Some of the lines below need repeating. Reproduce exactly those between the lines holding "Query: blurred background wall" and "Query: glass pane", inclusive.

Point-per-instance localization data
= = = = = = =

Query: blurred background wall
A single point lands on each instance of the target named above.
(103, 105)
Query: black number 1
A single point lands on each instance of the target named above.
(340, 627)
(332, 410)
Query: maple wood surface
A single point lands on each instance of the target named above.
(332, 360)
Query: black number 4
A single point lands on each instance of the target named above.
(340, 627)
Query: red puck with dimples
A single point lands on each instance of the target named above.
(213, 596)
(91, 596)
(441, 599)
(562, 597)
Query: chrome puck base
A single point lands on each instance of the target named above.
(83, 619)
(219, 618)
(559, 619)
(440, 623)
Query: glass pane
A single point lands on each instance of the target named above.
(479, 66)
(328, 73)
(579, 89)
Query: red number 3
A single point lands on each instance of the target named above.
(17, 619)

= = = = = = =

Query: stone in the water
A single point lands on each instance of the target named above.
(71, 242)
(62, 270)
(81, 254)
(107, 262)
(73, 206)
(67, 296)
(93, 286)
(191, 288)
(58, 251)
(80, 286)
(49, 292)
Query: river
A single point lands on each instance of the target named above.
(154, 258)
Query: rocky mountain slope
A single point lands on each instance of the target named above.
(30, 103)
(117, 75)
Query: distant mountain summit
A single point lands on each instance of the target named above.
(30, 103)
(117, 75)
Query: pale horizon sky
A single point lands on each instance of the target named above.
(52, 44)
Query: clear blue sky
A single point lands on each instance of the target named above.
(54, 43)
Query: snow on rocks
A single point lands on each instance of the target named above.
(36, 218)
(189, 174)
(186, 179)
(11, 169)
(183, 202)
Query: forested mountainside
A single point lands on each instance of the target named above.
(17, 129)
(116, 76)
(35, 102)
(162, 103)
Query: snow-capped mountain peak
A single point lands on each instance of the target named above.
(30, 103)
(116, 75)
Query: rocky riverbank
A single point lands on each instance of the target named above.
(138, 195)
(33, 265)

= = = = = = =

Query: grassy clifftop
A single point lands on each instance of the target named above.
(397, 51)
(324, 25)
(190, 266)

= = = = = = =

**Final answer:**
Query: blurred background wall
A single point lands on each instance of the target named above.
(103, 105)
Query: black number 1
A single point lands on each instance of the target named above.
(340, 627)
(332, 410)
Query: maple wood surface
A single point lands on each instance of the target named above.
(332, 360)
Query: black number 4
A single point lands on each instance of the target named above.
(340, 627)
Query: red puck with dimples
A single point lands on each instance of the target named above.
(213, 596)
(91, 596)
(441, 599)
(562, 597)
Query: chrome puck base
A single point lands on each instance of the target named above.
(83, 619)
(219, 618)
(559, 619)
(440, 623)
Query: glass pane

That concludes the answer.